• _MATERIALS PROVIDED_
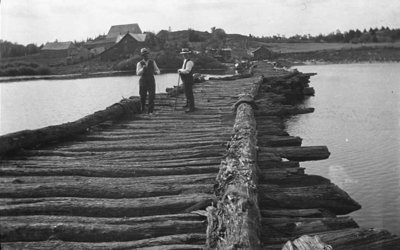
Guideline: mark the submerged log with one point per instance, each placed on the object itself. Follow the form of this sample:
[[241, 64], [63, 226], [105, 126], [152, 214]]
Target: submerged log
[[310, 153], [31, 138], [306, 242], [327, 196]]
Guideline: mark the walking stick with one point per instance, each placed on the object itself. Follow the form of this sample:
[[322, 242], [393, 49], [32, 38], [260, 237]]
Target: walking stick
[[177, 91]]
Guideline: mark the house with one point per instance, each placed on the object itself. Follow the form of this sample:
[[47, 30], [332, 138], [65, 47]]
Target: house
[[102, 44], [78, 55], [58, 49], [117, 30], [126, 45], [223, 55], [262, 53]]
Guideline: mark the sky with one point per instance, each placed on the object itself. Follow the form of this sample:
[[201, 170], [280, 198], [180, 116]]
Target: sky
[[41, 21]]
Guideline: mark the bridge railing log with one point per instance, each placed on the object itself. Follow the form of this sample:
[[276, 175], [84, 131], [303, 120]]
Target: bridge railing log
[[31, 138], [235, 221]]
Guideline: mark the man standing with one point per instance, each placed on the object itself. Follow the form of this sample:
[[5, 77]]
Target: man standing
[[146, 69], [186, 74]]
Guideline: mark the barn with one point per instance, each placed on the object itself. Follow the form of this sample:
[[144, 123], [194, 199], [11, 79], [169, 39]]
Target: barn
[[126, 45], [262, 53], [118, 30], [58, 49]]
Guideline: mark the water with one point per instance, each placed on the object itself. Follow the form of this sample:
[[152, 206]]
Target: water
[[41, 103], [357, 112]]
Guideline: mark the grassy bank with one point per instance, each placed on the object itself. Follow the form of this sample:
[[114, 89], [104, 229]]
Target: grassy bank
[[361, 54]]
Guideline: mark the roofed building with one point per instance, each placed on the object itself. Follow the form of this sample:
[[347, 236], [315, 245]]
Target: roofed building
[[117, 30], [126, 46], [262, 53], [58, 49]]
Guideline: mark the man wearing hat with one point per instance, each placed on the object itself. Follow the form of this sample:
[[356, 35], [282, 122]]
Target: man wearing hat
[[146, 69], [186, 74]]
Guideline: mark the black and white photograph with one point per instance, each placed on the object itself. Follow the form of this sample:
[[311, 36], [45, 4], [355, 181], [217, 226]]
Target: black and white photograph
[[200, 124]]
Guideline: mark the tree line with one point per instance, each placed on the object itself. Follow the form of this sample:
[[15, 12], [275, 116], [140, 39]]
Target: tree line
[[373, 35]]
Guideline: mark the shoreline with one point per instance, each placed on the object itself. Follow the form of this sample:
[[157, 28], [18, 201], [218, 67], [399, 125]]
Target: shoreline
[[11, 79], [294, 63]]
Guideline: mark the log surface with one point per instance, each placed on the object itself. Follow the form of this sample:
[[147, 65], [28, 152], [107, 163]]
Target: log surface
[[149, 182]]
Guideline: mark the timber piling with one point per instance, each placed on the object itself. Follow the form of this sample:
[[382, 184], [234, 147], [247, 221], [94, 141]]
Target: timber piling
[[208, 179]]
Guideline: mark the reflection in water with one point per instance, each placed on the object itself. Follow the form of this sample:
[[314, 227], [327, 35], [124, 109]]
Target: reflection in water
[[40, 103], [357, 110]]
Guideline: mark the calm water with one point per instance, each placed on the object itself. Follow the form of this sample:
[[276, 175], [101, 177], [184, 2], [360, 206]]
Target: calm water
[[40, 103], [357, 115]]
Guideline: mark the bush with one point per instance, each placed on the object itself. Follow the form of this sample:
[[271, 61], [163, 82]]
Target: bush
[[168, 59], [23, 69], [207, 62], [26, 71], [42, 70], [128, 64]]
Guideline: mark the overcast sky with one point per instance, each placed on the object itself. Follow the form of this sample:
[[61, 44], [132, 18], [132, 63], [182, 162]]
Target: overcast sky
[[39, 21]]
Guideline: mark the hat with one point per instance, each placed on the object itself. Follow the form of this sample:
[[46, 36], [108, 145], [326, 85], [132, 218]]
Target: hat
[[144, 51], [185, 51]]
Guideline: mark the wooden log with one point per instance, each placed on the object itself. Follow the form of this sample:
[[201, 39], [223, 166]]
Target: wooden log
[[31, 138], [106, 171], [236, 220], [276, 175], [306, 242], [96, 207], [310, 153], [327, 196], [278, 232], [293, 213], [272, 163], [96, 232], [132, 162], [278, 141], [34, 187], [190, 241], [298, 180], [31, 219]]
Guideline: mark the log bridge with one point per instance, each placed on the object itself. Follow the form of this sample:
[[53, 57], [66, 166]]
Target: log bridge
[[224, 177]]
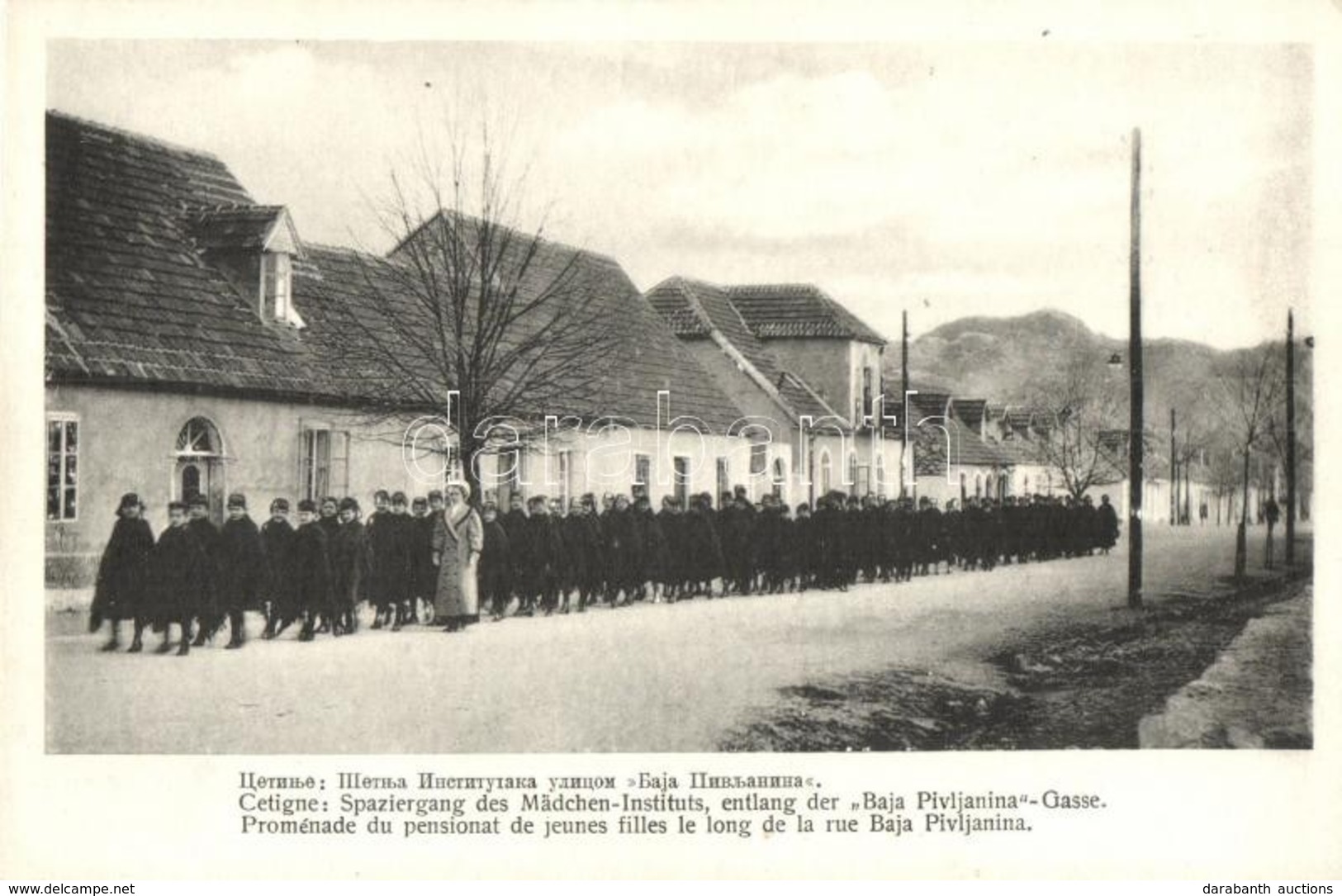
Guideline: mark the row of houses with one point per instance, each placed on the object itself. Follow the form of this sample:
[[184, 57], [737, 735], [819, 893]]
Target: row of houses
[[191, 348]]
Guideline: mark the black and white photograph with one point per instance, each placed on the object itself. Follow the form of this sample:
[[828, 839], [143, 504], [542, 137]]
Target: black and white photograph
[[562, 397]]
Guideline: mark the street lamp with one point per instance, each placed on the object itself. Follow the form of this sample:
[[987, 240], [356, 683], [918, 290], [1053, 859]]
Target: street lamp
[[1290, 432], [1134, 377]]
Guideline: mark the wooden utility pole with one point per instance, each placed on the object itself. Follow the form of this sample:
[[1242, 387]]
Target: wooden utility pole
[[903, 404], [1290, 436], [1134, 354], [1174, 472]]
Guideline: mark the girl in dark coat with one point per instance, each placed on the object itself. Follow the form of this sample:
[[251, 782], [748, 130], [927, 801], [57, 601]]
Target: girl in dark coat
[[242, 567], [702, 546], [210, 608], [496, 571], [311, 569], [122, 574], [349, 567], [180, 576], [671, 522], [424, 585], [277, 539], [594, 552]]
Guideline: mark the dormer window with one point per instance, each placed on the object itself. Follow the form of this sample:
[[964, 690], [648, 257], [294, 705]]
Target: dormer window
[[254, 247], [275, 282]]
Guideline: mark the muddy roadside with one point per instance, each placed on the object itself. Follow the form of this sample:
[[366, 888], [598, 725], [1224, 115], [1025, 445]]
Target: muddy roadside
[[1071, 685]]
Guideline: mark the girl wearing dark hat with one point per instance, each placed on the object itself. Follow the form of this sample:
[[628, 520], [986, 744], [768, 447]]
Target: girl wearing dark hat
[[122, 574], [311, 569], [242, 563], [349, 567], [277, 537], [180, 578]]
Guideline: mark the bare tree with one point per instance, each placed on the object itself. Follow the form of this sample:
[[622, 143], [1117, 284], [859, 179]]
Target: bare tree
[[1277, 429], [1078, 410], [1251, 393], [472, 318]]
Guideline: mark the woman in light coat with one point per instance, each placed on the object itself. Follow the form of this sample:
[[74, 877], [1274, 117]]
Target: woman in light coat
[[458, 541]]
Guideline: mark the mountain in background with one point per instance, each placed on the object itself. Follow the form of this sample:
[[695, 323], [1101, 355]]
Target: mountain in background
[[1005, 360]]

• _GIVEN INSTRUCTION_
Rescale the part that opens with the line containing "Guideline: mark the wooden log" and closes with the line containing "[[1290, 432], [1134, 377]]", giving every line again with the requests included. Multiply each answer point coordinate by 2.15 and round to a whole number with halves rounded up, leave the requests and their sample coordinates unchanged, and omit the pictures.

• _EXERCISE OUTPUT_
Guideline: mark the wooden log with one point per instance, each placed on the object itself. Follow the form of this sample:
[[201, 39], [223, 166]]
Target: wooden log
[[67, 297], [228, 368], [507, 473], [593, 376], [658, 520], [206, 445], [667, 329], [703, 421], [598, 499], [630, 458], [585, 350], [206, 499], [284, 348], [598, 303], [73, 402], [409, 518], [641, 387], [67, 471]]
Guideline: mark the log bridge with one point per instance, each placed on the object itself. Follow the form of this sample:
[[53, 57], [66, 166]]
Target: log bridge
[[482, 381]]
Guideline: mark the row of houses with one point per instance, each placed on the object itself. Follow the form of this sample:
[[184, 57], [737, 735], [819, 893]]
Target: row of houses
[[411, 748]]
Guideline: mark the black and white photograph with one point per instance, each placed on the object itself. Follow the form of this sample:
[[828, 839], [143, 504], [542, 137]]
Target: black and white photograph
[[1208, 854]]
Guideline: mark the street lamp with one point per instance, each placed on the object itself. Follow the form of this sample:
[[987, 240], [356, 683], [918, 290], [1053, 859]]
Target: street lamp
[[2774, 929], [2438, 811]]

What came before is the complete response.